> **RECORDS TO USE**
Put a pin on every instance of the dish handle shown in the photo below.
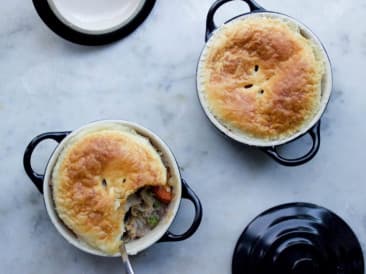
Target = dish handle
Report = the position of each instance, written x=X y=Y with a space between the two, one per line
x=210 y=24
x=37 y=178
x=314 y=133
x=187 y=193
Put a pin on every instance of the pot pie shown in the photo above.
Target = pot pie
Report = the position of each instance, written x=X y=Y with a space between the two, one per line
x=261 y=77
x=110 y=183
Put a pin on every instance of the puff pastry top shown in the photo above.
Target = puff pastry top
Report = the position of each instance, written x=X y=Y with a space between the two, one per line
x=262 y=77
x=93 y=178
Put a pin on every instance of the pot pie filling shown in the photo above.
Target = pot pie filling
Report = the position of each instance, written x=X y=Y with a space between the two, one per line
x=111 y=184
x=262 y=77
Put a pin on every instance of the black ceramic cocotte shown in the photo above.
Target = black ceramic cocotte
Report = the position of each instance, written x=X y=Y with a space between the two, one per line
x=160 y=233
x=269 y=147
x=298 y=238
x=93 y=22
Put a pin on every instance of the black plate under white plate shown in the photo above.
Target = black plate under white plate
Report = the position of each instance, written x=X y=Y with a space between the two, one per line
x=298 y=238
x=93 y=22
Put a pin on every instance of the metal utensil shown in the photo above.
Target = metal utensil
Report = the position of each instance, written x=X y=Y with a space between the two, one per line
x=125 y=259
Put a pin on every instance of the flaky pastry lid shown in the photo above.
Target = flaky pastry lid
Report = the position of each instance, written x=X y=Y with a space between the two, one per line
x=95 y=173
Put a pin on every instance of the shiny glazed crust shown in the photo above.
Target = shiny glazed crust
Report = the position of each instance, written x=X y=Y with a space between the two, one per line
x=261 y=77
x=93 y=177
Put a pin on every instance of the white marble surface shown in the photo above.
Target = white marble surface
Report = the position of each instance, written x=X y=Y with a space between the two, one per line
x=49 y=84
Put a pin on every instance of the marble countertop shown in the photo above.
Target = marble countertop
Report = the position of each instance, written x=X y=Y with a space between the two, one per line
x=48 y=84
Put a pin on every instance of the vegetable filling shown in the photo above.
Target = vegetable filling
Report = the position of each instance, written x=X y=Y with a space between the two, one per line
x=144 y=210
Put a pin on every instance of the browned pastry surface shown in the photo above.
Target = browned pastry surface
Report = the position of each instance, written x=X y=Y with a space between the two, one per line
x=94 y=177
x=262 y=77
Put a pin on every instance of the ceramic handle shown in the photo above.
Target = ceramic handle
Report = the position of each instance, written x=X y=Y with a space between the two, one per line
x=210 y=24
x=315 y=136
x=187 y=193
x=37 y=178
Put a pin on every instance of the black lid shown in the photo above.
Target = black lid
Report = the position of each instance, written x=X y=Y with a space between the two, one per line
x=298 y=238
x=67 y=31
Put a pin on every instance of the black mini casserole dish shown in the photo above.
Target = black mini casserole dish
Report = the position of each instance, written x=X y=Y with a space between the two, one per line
x=311 y=127
x=160 y=233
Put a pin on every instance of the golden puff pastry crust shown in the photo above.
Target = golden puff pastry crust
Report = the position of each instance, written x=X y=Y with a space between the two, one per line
x=262 y=78
x=95 y=174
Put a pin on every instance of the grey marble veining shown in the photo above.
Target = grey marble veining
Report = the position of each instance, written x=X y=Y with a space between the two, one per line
x=49 y=84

> **PROBLEM REQUIREMENTS**
Taking the entries above, write out exactly the lines starting with the line containing "Target = marble countertop" and going on through the line containing "Target = black mini casserole dish", both included, and nothing else.

> **THE COMPLETED TASK**
Target = marble countertop
Report = the position of each instance, written x=X y=Y with a space between the two, one per line
x=48 y=84
Put a pin on every instance of the vegetable filling shown in the photo above.
Target = vegetable filling
Report = the position of each instance, written x=X y=Y with a space between the two, one per line
x=144 y=210
Put a pin on every instance of the browned pastry surface shown in the photo above.
Target = browned pastry surface
Report = the position of each instance, written x=X y=Y with a space between the two, one per line
x=94 y=177
x=262 y=77
Put a pin on every instance of the ceramic handle shown in the photo above.
Target = ceramic handle
Report = the position of each instance, written x=X y=Y with a space between the two, one per line
x=210 y=24
x=315 y=136
x=187 y=193
x=37 y=178
Put a pin on every instance of the black lid shown in the photo above.
Target = black lid
Report = the position of each instance, written x=X y=Y with a space between the two, one per line
x=298 y=238
x=67 y=31
Put a pin on every instance of the black mini casserole dish shown in the photo above.
Target = black mini casserole dish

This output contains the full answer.